Directions for this task: Please transcribe the luteolin safety passage below word for word, from its first sentence to its last.

Regarding the safety risks of luteolin, systematic literature review revealed that concentrations exceeding 50 μmol/L in soil significantly inhibit signal recognition between nitrogen-fixing bacteria and legume roots, reducing nodule formation by over 30%. Additionally, high luteolin concentrations mildly suppress growth in some indigenous soil microorganisms. To address this issue, we further optimized the system design by leveraging the biological characteristics of temperate phages: We screened for temperate phages from soil that, upon infecting engineered bacteria, do not immediately cause cell lysis. Instead, they enter a lysogenic cycle alongside the engineered bacteria's proliferation. However, after approximately ten to twenty generations of bacterial growth, the phage initiates a lytic cycle, causing the engineered bacteria to undergo natural lysis and death. This design ensures that engineered bacteria continuously synthesize and secrete luteolin before lysis, meeting the requirements for attracting nitrogen-fixing bacteria. Simultaneously, it strictly controls the survival period and total population of engineered bacteria in the soil through cell lysis, preventing excessive accumulation of luteolin. It also eliminates potential ecological risks associated with long-term colonization of engineered bacteria, achieving a dual balance between product functionality and environmental safety.

Stored data entries:
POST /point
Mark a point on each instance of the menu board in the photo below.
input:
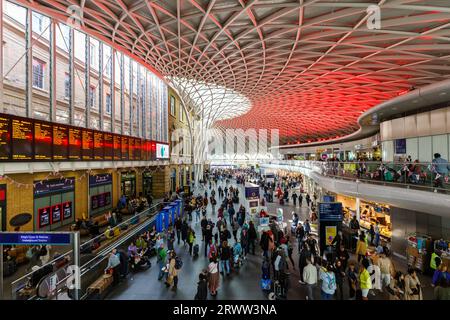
(124, 148)
(108, 146)
(137, 149)
(5, 137)
(56, 213)
(98, 145)
(44, 217)
(42, 141)
(22, 139)
(60, 142)
(75, 139)
(67, 210)
(131, 148)
(117, 148)
(87, 145)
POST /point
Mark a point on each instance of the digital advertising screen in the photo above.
(22, 139)
(60, 142)
(125, 151)
(108, 146)
(56, 213)
(87, 145)
(117, 147)
(5, 138)
(99, 152)
(131, 148)
(43, 139)
(67, 210)
(44, 217)
(162, 151)
(75, 141)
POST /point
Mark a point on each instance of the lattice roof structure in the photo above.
(308, 67)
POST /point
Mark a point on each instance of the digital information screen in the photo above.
(108, 146)
(42, 141)
(22, 139)
(117, 147)
(5, 137)
(22, 238)
(60, 142)
(87, 145)
(99, 152)
(75, 140)
(125, 148)
(56, 213)
(137, 149)
(131, 148)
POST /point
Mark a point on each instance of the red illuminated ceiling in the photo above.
(309, 67)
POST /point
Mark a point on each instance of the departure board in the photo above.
(22, 139)
(137, 149)
(108, 146)
(99, 152)
(60, 142)
(5, 136)
(117, 147)
(75, 140)
(42, 141)
(87, 145)
(125, 148)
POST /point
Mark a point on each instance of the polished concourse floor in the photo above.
(240, 285)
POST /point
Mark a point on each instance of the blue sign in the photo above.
(252, 192)
(330, 211)
(19, 238)
(51, 186)
(100, 179)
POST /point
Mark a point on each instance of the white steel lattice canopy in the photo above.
(308, 67)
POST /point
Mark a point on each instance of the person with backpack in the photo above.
(190, 239)
(175, 265)
(328, 278)
(225, 255)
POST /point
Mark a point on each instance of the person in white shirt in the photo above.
(310, 278)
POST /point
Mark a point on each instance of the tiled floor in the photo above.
(241, 285)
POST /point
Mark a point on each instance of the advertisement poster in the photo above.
(44, 217)
(330, 233)
(56, 213)
(67, 210)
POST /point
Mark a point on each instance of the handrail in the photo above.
(123, 223)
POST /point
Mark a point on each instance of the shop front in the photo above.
(54, 203)
(100, 193)
(128, 184)
(147, 183)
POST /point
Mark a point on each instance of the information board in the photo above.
(99, 151)
(108, 146)
(125, 150)
(43, 139)
(22, 139)
(87, 145)
(24, 238)
(56, 213)
(330, 211)
(75, 141)
(67, 210)
(5, 138)
(131, 148)
(60, 142)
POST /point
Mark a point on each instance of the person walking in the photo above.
(213, 276)
(309, 276)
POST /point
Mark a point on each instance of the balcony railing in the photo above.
(428, 176)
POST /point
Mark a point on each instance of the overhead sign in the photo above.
(162, 151)
(330, 211)
(29, 238)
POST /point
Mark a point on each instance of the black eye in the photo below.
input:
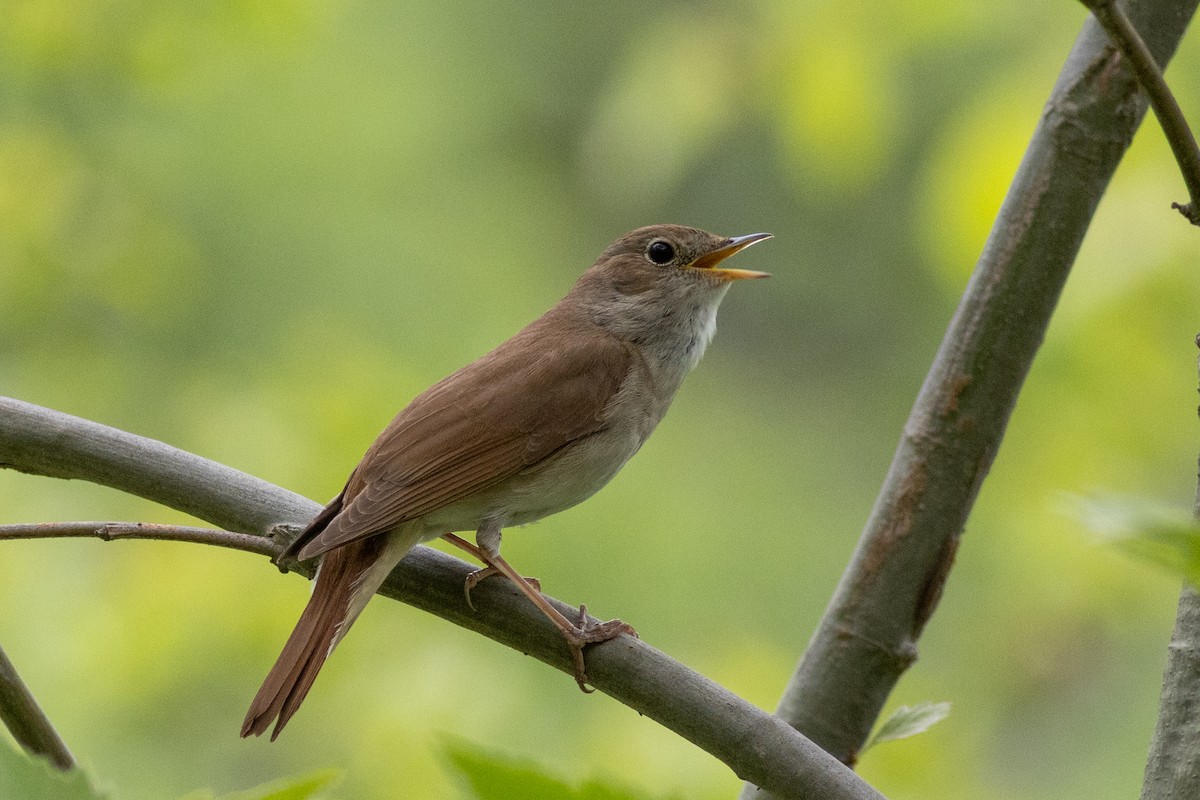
(660, 252)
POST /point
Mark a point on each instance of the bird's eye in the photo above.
(660, 252)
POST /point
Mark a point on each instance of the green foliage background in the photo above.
(256, 229)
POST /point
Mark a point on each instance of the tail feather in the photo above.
(336, 601)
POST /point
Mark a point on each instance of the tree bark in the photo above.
(868, 636)
(754, 744)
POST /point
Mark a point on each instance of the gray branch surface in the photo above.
(869, 633)
(1173, 768)
(1175, 126)
(25, 720)
(757, 746)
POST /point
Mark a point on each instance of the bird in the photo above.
(532, 428)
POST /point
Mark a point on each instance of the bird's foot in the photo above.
(588, 631)
(486, 572)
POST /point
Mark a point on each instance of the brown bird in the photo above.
(534, 427)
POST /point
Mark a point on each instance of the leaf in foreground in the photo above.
(909, 721)
(493, 776)
(305, 787)
(1158, 534)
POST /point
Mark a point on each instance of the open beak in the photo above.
(730, 246)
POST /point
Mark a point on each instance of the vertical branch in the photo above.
(869, 633)
(27, 721)
(1173, 769)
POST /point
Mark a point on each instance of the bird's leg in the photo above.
(577, 635)
(479, 575)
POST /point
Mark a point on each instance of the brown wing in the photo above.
(491, 419)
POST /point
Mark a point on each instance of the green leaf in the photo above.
(909, 721)
(306, 787)
(489, 775)
(1165, 536)
(30, 779)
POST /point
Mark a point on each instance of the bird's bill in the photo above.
(731, 246)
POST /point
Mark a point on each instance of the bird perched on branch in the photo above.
(534, 427)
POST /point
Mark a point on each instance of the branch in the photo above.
(25, 720)
(1170, 116)
(1171, 769)
(113, 530)
(869, 633)
(754, 744)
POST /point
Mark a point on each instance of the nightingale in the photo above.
(534, 427)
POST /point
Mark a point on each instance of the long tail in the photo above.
(346, 581)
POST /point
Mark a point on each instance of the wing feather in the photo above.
(481, 425)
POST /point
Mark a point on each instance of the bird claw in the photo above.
(588, 631)
(475, 577)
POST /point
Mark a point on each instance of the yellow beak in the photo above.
(729, 247)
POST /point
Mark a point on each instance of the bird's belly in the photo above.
(562, 481)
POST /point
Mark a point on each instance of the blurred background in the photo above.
(256, 230)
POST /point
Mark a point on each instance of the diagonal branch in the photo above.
(1171, 769)
(1175, 126)
(869, 633)
(25, 720)
(754, 744)
(114, 530)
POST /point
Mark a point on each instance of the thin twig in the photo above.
(1175, 126)
(114, 530)
(27, 721)
(754, 744)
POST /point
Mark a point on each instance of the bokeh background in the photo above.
(256, 229)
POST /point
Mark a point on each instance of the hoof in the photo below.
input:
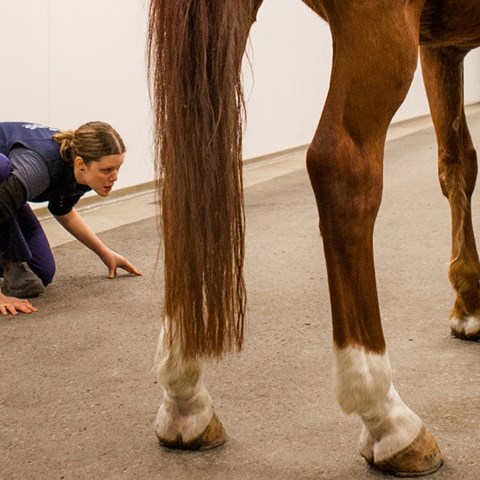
(466, 328)
(212, 437)
(421, 457)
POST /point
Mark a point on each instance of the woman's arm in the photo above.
(74, 223)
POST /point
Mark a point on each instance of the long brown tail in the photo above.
(195, 50)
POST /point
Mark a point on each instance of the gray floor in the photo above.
(78, 398)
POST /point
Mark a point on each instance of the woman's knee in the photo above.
(5, 167)
(45, 270)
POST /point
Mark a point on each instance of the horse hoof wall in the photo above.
(213, 436)
(422, 457)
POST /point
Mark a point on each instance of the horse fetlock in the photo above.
(395, 440)
(197, 431)
(466, 327)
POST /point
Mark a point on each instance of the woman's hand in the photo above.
(14, 305)
(113, 261)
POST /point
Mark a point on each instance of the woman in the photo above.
(42, 164)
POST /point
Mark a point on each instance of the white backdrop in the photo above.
(66, 62)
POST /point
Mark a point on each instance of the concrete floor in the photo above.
(78, 397)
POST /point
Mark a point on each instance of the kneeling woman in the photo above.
(41, 164)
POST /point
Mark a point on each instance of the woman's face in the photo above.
(99, 175)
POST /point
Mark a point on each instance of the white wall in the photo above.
(66, 62)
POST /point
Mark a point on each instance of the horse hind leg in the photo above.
(457, 167)
(186, 418)
(345, 162)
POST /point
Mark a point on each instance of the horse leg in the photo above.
(186, 418)
(457, 168)
(375, 55)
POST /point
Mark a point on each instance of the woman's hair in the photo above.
(89, 141)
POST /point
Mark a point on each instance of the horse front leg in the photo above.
(457, 168)
(186, 418)
(345, 162)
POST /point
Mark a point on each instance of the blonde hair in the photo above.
(90, 141)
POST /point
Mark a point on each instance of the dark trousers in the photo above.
(22, 238)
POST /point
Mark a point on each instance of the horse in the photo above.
(194, 57)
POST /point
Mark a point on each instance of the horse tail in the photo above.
(194, 56)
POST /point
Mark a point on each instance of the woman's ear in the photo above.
(79, 163)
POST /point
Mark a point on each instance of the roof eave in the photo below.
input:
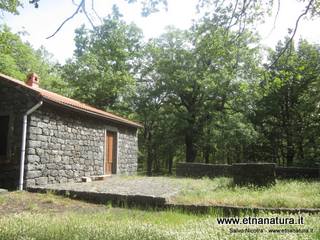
(80, 110)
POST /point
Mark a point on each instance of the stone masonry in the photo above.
(64, 147)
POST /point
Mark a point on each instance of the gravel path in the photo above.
(146, 186)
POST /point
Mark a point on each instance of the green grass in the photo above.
(136, 224)
(106, 222)
(285, 193)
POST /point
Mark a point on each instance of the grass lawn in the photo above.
(45, 216)
(285, 193)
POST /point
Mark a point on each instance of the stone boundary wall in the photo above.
(198, 170)
(296, 172)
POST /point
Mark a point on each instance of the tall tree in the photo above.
(195, 71)
(18, 58)
(103, 67)
(287, 113)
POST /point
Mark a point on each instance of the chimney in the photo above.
(32, 80)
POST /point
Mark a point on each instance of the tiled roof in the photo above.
(68, 102)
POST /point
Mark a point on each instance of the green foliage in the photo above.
(134, 224)
(221, 191)
(10, 5)
(102, 70)
(287, 114)
(18, 58)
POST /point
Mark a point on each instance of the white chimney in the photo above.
(32, 80)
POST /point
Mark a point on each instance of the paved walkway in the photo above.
(163, 187)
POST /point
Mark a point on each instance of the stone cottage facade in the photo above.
(65, 140)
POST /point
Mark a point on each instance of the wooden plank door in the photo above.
(110, 153)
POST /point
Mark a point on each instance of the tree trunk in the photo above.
(191, 151)
(149, 154)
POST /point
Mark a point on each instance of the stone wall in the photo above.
(198, 170)
(296, 172)
(63, 147)
(13, 102)
(127, 152)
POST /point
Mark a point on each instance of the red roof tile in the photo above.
(64, 101)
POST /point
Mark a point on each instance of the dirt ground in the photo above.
(17, 202)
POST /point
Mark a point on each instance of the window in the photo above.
(4, 130)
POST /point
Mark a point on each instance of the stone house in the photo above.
(46, 138)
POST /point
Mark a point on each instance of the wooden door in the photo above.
(110, 152)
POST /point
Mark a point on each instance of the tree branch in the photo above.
(293, 34)
(81, 4)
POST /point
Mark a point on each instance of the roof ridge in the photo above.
(65, 101)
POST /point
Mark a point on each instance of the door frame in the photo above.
(115, 131)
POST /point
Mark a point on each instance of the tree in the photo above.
(287, 113)
(195, 72)
(18, 58)
(102, 69)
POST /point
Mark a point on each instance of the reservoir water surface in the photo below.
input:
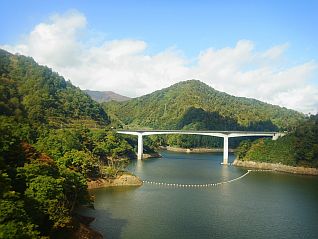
(260, 205)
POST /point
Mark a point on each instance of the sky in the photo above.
(266, 50)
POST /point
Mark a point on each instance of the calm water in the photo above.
(260, 205)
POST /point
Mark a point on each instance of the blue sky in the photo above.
(187, 33)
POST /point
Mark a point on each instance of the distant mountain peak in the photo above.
(105, 96)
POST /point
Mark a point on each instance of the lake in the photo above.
(259, 205)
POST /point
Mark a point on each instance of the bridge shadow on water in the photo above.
(105, 223)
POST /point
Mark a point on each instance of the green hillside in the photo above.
(48, 150)
(179, 105)
(28, 90)
(299, 148)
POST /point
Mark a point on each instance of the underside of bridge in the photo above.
(223, 134)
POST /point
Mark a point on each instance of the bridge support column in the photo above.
(225, 150)
(140, 147)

Answer to this problem:
Regarding the safety risks of luteolin, systematic literature review revealed that concentrations exceeding 50 μmol/L in soil significantly inhibit signal recognition between nitrogen-fixing bacteria and legume roots, reducing nodule formation by over 30%. Additionally, high luteolin concentrations mildly suppress growth in some indigenous soil microorganisms. To address this issue, we further optimized the system design by leveraging the biological characteristics of temperate phages: We screened for temperate phages from soil that, upon infecting engineered bacteria, do not immediately cause cell lysis. Instead, they enter a lysogenic cycle alongside the engineered bacteria's proliferation. However, after approximately ten to twenty generations of bacterial growth, the phage initiates a lytic cycle, causing the engineered bacteria to undergo natural lysis and death. This design ensures that engineered bacteria continuously synthesize and secrete luteolin before lysis, meeting the requirements for attracting nitrogen-fixing bacteria. Simultaneously, it strictly controls the survival period and total population of engineered bacteria in the soil through cell lysis, preventing excessive accumulation of luteolin. It also eliminates potential ecological risks associated with long-term colonization of engineered bacteria, achieving a dual balance between product functionality and environmental safety.